Exercise instructions: Recast each line of the records below as a numbered list, dropping any blank lines. Leave the pictures out of the list.

Data for this task:
— Start —
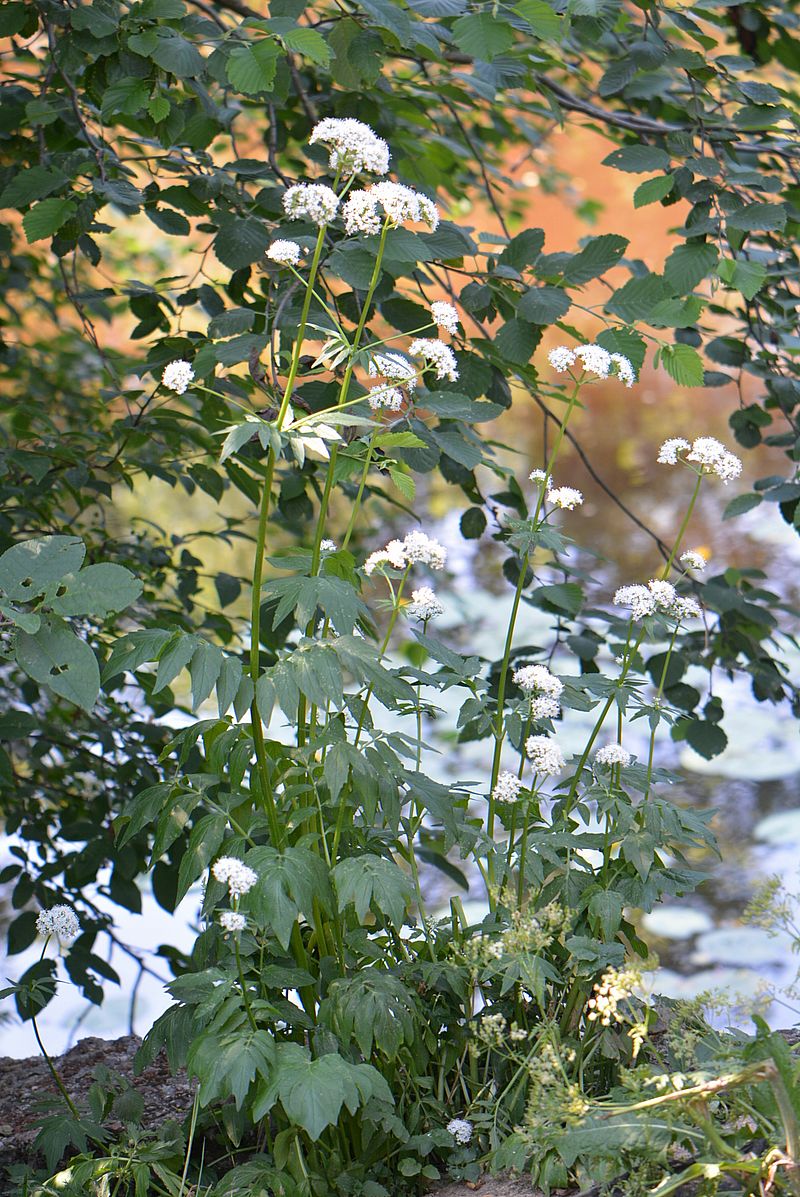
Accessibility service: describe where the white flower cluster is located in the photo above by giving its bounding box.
[511,664,564,719]
[547,486,583,511]
[492,768,522,806]
[267,241,303,266]
[407,587,444,622]
[343,181,440,233]
[364,530,447,578]
[366,384,404,412]
[525,736,566,777]
[408,336,459,382]
[614,578,702,622]
[219,910,247,931]
[284,183,339,227]
[447,1118,472,1143]
[547,345,636,387]
[656,437,741,484]
[309,116,389,175]
[162,358,194,395]
[594,745,632,765]
[211,856,259,898]
[431,299,459,333]
[36,906,80,941]
[680,548,708,573]
[366,350,417,391]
— End —
Response:
1. Accessibility service: describe where the white flower cluster is located in the photo above by giving its bounding box.
2. [511,664,564,719]
3. [547,486,583,511]
4. [492,768,522,806]
5. [267,241,303,266]
6. [407,587,444,622]
7. [343,181,440,233]
8. [364,530,447,578]
9. [366,384,404,412]
10. [525,736,566,777]
11. [408,336,459,382]
12. [614,578,702,622]
13. [219,910,247,931]
14. [284,183,339,227]
15. [447,1118,472,1143]
16. [547,345,636,387]
17. [656,437,741,484]
18. [309,116,389,175]
19. [162,358,194,395]
20. [594,745,632,765]
21. [211,856,259,898]
22. [431,299,459,333]
23. [36,906,80,941]
24. [680,548,708,573]
25. [366,350,417,391]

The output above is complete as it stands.